• **What you will do**:
Please copy out all lines of the entries that contain the word "mountain".

• **Working data**:
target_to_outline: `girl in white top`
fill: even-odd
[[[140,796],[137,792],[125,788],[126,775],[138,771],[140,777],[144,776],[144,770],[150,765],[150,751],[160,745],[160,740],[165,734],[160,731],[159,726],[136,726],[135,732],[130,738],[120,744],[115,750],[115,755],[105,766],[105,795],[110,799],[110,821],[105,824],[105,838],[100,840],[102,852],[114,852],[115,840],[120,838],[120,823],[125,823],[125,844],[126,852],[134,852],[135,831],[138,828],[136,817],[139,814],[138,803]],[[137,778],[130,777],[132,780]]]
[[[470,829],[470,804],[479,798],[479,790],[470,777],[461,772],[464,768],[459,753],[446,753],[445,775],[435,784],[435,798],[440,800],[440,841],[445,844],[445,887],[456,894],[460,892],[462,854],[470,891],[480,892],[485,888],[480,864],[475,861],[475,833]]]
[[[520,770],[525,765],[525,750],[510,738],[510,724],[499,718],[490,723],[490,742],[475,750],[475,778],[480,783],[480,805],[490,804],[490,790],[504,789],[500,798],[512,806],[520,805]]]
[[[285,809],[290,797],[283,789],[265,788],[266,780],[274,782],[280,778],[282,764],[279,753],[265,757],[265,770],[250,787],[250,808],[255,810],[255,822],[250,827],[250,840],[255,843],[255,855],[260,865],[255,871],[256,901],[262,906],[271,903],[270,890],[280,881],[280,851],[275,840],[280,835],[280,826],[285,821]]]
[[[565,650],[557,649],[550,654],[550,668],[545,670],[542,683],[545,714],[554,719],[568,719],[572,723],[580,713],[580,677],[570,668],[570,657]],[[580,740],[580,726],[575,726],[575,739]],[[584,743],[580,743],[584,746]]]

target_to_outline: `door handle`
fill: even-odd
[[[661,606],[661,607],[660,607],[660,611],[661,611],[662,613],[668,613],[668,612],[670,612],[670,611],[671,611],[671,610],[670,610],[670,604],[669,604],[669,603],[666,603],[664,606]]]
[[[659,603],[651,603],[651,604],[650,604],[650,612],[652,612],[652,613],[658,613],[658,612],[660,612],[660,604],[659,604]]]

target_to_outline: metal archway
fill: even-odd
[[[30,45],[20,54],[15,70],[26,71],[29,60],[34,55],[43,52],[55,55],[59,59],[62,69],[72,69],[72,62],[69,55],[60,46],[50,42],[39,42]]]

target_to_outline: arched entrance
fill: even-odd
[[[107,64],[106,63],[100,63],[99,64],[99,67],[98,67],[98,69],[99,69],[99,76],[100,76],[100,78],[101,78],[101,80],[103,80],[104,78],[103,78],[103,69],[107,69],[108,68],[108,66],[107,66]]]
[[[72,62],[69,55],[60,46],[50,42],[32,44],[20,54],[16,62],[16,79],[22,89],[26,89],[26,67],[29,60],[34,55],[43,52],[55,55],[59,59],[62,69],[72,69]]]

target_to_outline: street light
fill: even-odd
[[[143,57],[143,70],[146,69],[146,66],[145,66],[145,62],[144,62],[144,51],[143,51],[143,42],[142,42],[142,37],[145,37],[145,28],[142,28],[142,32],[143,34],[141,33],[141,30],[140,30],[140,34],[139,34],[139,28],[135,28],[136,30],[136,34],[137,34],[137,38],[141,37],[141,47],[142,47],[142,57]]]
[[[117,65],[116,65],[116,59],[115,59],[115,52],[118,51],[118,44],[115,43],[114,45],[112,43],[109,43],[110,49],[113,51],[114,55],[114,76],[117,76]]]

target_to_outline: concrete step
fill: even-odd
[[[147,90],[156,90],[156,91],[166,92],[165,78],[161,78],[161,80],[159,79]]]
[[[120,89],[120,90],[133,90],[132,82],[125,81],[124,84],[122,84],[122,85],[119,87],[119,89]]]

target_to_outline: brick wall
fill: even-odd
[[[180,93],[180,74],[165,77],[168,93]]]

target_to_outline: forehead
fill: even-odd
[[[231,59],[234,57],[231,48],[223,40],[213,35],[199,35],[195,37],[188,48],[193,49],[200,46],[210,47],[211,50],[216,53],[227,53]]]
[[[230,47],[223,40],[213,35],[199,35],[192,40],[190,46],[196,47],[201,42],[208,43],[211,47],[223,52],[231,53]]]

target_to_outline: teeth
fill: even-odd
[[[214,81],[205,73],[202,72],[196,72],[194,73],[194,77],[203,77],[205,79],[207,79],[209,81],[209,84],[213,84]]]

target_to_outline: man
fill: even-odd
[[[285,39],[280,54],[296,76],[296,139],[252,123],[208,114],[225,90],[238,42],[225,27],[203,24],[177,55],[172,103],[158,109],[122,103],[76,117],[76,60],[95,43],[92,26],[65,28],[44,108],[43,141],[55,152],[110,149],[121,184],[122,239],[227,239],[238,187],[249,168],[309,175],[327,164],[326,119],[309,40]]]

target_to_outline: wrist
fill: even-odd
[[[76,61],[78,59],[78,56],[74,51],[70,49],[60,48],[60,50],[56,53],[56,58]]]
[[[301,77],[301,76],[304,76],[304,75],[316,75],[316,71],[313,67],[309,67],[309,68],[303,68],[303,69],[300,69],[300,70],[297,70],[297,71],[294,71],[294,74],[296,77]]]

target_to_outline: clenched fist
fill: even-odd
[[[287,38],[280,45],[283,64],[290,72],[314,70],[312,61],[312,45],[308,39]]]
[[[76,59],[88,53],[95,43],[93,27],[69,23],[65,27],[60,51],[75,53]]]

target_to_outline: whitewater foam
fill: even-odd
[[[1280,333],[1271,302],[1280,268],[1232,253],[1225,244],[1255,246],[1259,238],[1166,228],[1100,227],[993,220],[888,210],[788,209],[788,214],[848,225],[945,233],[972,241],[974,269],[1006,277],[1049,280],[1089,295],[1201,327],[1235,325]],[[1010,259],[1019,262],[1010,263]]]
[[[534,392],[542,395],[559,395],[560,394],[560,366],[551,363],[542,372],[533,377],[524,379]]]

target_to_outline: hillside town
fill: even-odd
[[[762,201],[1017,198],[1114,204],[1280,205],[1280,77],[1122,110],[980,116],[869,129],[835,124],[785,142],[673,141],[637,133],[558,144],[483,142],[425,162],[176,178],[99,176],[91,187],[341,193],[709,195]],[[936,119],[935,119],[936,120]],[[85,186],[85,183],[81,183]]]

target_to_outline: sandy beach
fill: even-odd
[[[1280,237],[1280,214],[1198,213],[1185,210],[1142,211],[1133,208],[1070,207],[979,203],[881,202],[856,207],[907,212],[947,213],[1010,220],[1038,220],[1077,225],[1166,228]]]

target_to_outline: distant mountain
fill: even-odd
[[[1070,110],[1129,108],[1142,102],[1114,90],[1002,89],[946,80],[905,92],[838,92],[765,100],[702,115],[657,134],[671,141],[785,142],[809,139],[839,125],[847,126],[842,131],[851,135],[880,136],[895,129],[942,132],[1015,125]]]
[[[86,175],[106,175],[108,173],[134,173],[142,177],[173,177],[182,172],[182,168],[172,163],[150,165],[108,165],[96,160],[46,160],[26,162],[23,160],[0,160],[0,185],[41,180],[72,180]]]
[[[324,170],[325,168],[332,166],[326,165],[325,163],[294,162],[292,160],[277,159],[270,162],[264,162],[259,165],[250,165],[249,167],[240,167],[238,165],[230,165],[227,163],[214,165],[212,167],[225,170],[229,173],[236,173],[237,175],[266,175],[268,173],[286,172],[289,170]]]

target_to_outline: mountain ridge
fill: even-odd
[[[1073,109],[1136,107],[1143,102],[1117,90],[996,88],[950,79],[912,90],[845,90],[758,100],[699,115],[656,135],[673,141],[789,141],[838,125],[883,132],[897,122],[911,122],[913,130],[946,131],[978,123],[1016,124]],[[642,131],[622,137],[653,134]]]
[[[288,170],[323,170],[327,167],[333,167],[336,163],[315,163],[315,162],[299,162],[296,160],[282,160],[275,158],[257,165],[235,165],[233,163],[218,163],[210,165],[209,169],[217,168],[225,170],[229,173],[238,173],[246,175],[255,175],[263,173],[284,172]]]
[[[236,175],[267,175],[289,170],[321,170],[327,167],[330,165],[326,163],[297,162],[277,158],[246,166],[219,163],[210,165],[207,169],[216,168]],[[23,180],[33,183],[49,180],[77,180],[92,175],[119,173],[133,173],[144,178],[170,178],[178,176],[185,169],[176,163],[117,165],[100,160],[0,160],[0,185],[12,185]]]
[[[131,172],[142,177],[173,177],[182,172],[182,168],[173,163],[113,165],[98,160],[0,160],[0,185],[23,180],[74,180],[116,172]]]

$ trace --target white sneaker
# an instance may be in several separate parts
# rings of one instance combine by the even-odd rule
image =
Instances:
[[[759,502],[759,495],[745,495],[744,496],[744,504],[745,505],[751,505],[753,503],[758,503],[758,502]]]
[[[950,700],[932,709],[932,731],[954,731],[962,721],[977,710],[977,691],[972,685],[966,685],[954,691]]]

• **Reply to the exercise**:
target_to_outline: distant mountain
target_to_outline: mountain ridge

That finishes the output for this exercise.